§ **Assignment**:
Using the records below, quote only the span that opens with the line containing "Target: person wearing headscarf" and closes with the line containing "Target: shirt sleeve", exactly and inclusively.

§ **Image point grounding data**:
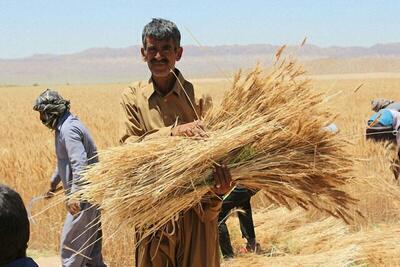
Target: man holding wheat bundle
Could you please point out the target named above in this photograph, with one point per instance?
(166, 106)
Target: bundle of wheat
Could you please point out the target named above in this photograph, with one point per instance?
(268, 130)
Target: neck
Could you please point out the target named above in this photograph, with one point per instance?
(165, 84)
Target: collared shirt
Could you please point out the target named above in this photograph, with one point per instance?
(75, 148)
(149, 112)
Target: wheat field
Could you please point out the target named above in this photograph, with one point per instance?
(288, 238)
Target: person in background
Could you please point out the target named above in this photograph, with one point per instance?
(381, 103)
(239, 198)
(14, 230)
(75, 149)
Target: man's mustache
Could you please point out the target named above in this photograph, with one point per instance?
(162, 61)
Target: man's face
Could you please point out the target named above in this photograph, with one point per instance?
(43, 116)
(161, 56)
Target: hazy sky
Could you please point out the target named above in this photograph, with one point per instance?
(30, 27)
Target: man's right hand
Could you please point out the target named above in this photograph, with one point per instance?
(192, 129)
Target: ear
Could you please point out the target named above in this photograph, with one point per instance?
(143, 52)
(179, 52)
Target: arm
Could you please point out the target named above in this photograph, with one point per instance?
(55, 180)
(76, 154)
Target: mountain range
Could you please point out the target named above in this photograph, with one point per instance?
(113, 65)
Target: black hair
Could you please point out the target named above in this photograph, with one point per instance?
(161, 29)
(14, 226)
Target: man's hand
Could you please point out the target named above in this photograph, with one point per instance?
(50, 193)
(223, 180)
(192, 129)
(73, 206)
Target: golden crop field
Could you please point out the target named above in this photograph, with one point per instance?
(289, 238)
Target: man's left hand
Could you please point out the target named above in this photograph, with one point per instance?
(73, 206)
(222, 179)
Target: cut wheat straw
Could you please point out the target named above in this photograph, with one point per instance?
(268, 129)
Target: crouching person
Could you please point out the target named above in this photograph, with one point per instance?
(81, 236)
(14, 230)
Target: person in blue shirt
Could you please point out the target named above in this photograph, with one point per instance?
(75, 149)
(14, 230)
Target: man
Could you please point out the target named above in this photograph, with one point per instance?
(165, 106)
(75, 149)
(14, 230)
(384, 125)
(239, 198)
(381, 103)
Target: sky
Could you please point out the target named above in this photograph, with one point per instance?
(29, 27)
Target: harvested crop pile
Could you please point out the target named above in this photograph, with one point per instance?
(268, 130)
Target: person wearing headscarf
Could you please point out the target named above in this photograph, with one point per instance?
(75, 149)
(381, 103)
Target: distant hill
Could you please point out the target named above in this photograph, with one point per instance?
(102, 65)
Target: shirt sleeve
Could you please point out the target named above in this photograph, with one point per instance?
(55, 179)
(134, 131)
(76, 154)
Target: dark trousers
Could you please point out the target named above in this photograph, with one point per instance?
(239, 198)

§ **Solution for this problem**:
Target: person wearing headscarf
Could you please point out the target named above in this photograph, with one point per instance?
(75, 149)
(381, 103)
Target: distant hill
Could you please point out the target named above in this photograph, with one point per instance?
(102, 65)
Target: shirt sleeve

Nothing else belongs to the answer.